Please reproduce, word for word, everything in the post on intent change detection from "I am developing" down to "by the agent.".

#### Reading text:

-- Start --

I am developing a model for intent change detection within customer service conversations. The goal is to identify when a customer's intent shifts to a different domain than the one currently being handled by the agent.  
  
### Information on all possible domains that agents can handle:  
  
- **hotel_agent**: "Deal with hotel reservations, confirmations, changes, and general hotel policy questions."  
- **flight_agent**: "Deal with flight reservations, confirmations, changes, and general airline policy questions."  
- **car_rental_agent**: "Deal with car rental reservations, confirmations, changes, and general car rental policy questions."  
- **general_agent**: "Deal with general customer inquiries, complaints, and requests."  
  
To achieve this, the model requires training data that includes:  
  
Please generate labeled training data for this model. Each data point should include:  
  
- **Conversation Transcripts**: The last few turns of conversations between customers and agents. Note that the conversation might not start from the beginning, and the user's transcript might be streaming with partial outputs. The conversation should have around 3-5 turns.

-- End --

#### Record list:
-- Start --

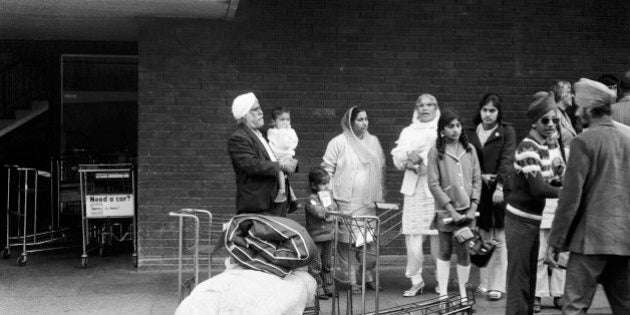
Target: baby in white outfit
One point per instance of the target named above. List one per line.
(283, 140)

-- End --
-- Start --

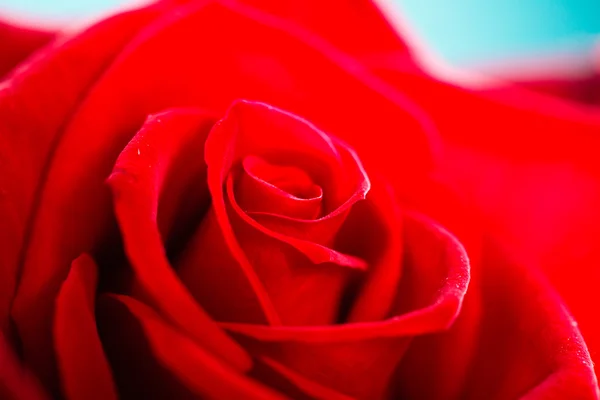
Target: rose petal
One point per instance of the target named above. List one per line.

-- End --

#### Reply:
I am developing a model for intent change detection within customer service conversations. The goal is to identify when a customer's intent shifts to a different domain than the one currently being handled by the agent.